Talk to Your Kids About the Risks If Addiction Runs in Your Family

According to the National Institute of Drug Abuse (NIDA), there is no single predictor about who will or will not experience drug addiction. There are multiple risk factors which influence any given individual. Addiction risk factors include a physiological make-up, direct environment, and age. Experts say that addiction is not merely a matter of nature, nor is it simply the result of nurture, but rather a complex interplay of various factors. When more risk factors are present, the likelihood of addiction rises, though it is never pre-determined.

Physiology

No one has control over their genetic make-up. We are born with the genes that we inherit from our parents. Biology (having a family history of addiction) is considered a 50 percent risk factor for addiction. Ethnicity and gender can also play a role in the risk for addiction. If your family has members with addiction problems, it is better to be open and honest about this with your children. Hiding the truth will not help them overcome an inherent risk. Instead, explain to children that not everyone who drinks or uses drugs faces the same chances of becoming addicted. Because members of your family do have addictions, it is far more likely that they may become addicted compared to another person whose family has no addiction history.

Environment

Environment encompasses an entire range of influences. Family structure is an obvious environmental factor, but so are friends and economic status. Past traumas such as abuse are part of a person’s environment as are peer pressure, parenting skills and other stressors. The hopeful thing about environment is that while a person cannot control their genetic inheritance, environment can be controlled. Concerned parents can model appropriate coping skills when pressures mount. They can help kids learn to identify feelings and be taught how to process them. Much drug use is a matter of escaping from difficult emotions that the person does not know how to work through.

Age and Development

Age and stage of development also drug addiction risk factors. Generally speaking, the younger someone is when they start using drugs, the more likely it becomes that they will form an addiction and need treatment to break it. Furthermore, adolescents are susceptible to addiction because they are at a developmental stage when their brains have not yet matured to the point where they can reason, judge and control impulse behavior in the same manner as an adult. The brain is not done forming those cognitive functions until the mid-twenties. None of these risk factors makes it inescapable that a person will become addicted to drugs. Nonetheless, it is foolish to ignore known risk factors. Talk to your kids about what influences vulnerability to addiction. Do the best job you can in creating a safe, loving and healthy environment. Kids who make it to age 21 without an addiction are far more likely to make it through life without ever becoming addicted.

» **Source data**
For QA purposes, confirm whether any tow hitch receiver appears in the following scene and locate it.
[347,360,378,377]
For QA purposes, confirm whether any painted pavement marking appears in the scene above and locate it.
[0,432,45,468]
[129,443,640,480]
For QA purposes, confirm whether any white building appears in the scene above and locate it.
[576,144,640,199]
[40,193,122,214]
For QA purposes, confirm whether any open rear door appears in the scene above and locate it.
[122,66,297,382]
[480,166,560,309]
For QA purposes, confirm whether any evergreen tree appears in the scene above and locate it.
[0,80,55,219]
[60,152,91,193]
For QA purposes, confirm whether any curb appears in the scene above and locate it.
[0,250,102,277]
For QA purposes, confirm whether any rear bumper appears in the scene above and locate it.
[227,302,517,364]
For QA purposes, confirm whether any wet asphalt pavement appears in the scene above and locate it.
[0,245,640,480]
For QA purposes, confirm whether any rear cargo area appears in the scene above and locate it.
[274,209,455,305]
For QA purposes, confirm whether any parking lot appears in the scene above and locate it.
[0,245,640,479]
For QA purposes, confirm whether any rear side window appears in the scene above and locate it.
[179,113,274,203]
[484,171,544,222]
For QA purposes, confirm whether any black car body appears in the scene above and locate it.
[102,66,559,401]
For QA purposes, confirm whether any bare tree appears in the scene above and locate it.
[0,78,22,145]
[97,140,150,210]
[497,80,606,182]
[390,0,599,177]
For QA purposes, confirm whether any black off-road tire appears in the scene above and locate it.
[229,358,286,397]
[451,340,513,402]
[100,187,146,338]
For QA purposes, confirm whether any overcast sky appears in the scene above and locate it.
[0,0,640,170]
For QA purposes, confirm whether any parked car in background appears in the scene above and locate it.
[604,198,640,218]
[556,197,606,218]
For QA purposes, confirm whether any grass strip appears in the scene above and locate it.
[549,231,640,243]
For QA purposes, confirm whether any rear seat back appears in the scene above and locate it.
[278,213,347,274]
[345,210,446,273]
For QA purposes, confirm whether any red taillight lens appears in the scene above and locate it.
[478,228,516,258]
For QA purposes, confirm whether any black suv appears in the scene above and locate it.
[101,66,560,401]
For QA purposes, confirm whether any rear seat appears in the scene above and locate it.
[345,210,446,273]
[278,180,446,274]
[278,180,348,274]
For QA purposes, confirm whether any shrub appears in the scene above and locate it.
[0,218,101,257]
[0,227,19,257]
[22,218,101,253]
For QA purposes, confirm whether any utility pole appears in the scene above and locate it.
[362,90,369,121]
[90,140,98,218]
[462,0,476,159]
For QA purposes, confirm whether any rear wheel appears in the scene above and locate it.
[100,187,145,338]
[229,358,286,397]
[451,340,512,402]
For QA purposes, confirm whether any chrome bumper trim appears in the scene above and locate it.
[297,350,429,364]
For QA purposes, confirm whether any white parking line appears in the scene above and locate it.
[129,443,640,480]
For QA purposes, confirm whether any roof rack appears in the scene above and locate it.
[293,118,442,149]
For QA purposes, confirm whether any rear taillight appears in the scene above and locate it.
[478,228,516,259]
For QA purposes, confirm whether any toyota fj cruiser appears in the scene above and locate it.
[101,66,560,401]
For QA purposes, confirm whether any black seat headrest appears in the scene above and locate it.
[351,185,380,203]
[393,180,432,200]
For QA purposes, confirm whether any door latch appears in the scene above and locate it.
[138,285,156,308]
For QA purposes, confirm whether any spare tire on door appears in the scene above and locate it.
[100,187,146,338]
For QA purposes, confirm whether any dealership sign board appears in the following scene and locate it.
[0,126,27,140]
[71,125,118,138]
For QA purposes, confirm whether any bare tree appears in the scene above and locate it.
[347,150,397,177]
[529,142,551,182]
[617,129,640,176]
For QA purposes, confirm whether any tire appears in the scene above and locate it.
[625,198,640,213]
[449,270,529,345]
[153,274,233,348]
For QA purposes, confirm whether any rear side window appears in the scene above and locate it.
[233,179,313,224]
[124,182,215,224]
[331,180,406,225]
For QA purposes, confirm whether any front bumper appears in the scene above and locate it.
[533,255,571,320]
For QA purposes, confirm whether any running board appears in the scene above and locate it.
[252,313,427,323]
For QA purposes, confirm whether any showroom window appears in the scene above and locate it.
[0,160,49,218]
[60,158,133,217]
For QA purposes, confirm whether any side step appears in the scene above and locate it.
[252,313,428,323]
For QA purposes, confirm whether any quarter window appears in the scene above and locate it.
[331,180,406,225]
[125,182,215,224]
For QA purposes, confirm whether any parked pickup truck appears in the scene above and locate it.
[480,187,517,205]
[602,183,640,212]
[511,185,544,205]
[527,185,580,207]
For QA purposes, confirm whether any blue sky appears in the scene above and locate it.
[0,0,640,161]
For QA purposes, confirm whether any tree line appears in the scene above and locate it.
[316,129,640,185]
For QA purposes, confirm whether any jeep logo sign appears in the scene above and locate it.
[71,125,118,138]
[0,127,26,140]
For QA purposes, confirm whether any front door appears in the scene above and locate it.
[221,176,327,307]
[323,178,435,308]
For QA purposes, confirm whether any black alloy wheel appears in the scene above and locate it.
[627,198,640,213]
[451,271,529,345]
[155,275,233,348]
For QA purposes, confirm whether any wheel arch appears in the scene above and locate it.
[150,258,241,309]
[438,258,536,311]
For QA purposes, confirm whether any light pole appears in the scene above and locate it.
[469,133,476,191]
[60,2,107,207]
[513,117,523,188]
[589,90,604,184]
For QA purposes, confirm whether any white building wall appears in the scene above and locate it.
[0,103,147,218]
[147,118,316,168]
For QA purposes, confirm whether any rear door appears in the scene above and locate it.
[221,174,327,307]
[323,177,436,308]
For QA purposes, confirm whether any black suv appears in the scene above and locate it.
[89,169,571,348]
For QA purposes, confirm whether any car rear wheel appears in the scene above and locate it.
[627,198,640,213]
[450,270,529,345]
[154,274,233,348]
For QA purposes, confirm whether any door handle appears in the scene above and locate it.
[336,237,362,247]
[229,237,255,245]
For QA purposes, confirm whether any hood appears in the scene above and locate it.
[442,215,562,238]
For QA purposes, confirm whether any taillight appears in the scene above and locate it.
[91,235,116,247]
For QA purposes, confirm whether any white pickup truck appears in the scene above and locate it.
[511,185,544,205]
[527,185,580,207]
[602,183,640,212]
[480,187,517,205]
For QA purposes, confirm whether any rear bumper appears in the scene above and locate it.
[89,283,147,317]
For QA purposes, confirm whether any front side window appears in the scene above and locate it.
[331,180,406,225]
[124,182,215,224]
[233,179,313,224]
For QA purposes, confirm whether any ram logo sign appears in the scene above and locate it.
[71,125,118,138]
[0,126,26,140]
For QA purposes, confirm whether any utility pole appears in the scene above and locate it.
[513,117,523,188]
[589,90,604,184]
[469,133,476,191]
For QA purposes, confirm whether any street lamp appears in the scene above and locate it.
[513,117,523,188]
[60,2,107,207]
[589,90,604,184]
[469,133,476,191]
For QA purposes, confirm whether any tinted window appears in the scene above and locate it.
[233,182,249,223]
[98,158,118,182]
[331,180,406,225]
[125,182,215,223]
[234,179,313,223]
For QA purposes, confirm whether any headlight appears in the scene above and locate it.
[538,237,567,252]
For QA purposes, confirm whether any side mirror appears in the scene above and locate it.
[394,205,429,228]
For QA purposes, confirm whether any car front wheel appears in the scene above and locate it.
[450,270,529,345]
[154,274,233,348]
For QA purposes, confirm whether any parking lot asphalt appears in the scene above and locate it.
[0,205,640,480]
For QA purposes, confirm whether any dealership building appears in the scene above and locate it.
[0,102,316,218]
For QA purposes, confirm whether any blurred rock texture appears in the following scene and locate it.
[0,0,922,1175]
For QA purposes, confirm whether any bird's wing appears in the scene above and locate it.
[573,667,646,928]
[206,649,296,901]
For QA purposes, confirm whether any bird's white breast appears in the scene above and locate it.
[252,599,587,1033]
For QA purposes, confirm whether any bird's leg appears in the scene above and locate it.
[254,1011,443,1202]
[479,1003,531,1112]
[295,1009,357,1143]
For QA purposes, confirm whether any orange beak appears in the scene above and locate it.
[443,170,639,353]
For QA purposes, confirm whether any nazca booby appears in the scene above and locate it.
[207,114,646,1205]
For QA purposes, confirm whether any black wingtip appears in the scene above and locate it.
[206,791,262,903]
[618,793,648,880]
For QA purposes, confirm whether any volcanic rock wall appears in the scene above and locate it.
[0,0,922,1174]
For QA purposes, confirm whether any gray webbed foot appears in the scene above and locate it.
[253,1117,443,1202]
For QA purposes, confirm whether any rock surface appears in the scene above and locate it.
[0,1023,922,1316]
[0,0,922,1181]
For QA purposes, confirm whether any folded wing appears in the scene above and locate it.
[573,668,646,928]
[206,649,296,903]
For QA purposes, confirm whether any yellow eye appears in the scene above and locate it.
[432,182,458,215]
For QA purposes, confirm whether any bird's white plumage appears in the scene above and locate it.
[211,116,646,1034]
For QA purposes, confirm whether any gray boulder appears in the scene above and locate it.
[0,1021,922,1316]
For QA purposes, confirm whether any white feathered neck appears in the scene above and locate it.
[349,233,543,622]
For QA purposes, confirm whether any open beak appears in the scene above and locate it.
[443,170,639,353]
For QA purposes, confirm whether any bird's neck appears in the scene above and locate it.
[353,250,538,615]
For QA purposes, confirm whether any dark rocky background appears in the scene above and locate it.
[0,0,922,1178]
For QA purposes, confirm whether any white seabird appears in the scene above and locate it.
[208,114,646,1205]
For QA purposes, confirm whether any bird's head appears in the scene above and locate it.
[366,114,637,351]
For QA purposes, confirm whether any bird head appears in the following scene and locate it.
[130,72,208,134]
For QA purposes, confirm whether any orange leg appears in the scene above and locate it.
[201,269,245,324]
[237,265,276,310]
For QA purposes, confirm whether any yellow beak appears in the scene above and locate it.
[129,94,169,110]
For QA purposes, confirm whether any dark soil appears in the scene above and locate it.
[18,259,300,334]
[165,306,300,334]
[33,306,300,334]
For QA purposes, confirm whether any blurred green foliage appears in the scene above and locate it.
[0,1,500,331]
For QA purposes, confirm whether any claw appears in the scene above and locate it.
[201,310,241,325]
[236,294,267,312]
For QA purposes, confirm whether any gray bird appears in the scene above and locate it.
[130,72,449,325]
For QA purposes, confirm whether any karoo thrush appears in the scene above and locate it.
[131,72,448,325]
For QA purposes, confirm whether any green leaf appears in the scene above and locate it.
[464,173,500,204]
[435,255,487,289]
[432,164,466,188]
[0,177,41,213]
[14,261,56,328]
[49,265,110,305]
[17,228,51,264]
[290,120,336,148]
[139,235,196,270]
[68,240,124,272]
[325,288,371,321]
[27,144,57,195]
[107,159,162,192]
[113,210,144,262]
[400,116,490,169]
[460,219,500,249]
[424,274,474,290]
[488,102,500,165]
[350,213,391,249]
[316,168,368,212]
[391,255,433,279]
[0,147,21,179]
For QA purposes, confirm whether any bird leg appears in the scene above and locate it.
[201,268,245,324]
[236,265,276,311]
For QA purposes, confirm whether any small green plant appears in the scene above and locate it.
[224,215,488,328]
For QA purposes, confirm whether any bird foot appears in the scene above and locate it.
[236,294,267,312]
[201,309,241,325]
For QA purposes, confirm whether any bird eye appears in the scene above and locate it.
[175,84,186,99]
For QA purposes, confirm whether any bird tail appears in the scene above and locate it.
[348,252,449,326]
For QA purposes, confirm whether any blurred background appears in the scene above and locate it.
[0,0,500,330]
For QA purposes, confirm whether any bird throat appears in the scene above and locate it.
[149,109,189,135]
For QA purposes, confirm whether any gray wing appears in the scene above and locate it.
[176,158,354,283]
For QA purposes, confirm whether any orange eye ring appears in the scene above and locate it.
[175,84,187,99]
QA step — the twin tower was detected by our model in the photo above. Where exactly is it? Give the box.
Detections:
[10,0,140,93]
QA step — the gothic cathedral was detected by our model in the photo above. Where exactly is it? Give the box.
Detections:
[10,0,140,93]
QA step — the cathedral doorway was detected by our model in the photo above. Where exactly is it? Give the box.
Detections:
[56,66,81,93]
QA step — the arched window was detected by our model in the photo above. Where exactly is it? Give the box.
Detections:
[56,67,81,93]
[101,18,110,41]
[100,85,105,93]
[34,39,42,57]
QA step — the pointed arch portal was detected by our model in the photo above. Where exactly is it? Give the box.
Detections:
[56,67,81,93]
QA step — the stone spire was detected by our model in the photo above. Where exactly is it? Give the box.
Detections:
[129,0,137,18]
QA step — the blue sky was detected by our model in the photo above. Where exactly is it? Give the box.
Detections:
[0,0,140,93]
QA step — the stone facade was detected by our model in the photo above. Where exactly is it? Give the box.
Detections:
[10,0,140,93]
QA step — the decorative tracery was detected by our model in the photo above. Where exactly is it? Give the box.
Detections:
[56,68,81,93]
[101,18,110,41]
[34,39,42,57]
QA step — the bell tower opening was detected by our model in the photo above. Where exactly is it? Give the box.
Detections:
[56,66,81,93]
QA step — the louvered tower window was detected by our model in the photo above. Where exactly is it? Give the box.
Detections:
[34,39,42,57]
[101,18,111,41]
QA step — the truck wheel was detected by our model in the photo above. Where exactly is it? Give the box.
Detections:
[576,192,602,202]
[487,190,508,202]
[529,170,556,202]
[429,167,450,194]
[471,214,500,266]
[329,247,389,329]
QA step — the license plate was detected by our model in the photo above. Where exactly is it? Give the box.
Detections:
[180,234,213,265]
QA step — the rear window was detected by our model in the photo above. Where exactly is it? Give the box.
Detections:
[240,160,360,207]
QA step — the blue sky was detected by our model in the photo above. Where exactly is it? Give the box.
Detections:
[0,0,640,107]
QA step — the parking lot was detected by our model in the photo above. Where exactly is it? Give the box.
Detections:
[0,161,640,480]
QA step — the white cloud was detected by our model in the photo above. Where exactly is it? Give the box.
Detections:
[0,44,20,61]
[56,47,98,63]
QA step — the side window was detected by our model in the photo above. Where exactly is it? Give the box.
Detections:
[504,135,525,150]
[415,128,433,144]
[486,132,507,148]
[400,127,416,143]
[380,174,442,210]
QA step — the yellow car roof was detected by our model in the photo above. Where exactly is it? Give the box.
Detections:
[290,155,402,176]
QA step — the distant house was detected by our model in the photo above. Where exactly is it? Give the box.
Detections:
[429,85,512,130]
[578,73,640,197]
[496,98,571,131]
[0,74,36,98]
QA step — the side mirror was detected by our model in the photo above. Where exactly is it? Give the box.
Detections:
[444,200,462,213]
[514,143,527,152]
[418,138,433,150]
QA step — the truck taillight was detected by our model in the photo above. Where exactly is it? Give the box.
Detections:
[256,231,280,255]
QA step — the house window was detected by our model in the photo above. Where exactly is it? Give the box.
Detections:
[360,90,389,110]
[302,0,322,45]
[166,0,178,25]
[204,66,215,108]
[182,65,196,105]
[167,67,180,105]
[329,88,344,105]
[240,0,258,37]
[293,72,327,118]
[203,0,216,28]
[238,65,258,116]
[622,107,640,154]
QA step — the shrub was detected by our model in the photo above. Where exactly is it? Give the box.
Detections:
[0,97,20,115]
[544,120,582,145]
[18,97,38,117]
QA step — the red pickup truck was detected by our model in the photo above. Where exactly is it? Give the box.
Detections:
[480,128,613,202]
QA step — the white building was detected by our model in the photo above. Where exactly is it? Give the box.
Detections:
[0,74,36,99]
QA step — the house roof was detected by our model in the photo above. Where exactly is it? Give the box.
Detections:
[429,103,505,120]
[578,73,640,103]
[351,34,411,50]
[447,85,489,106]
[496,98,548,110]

» **What this task involves**
In the addiction article, rewrite the passage starting with "According to the" and going on through "is never pre-determined.", swapping "risk factors" for "contributing factors".

» **Reply to the task**
According to the National Institute of Drug Abuse (NIDA), there is no single predictor about who will or will not experience drug addiction. There are multiple contributing factors which influence any given individual. Addiction contributing factors include a physiological make-up, direct environment, and age. Experts say that addiction is not merely a matter of nature, nor is it simply the result of nurture, but rather a complex interplay of various factors. When more contributing factors are present, the likelihood of addiction rises, though it is never pre-determined.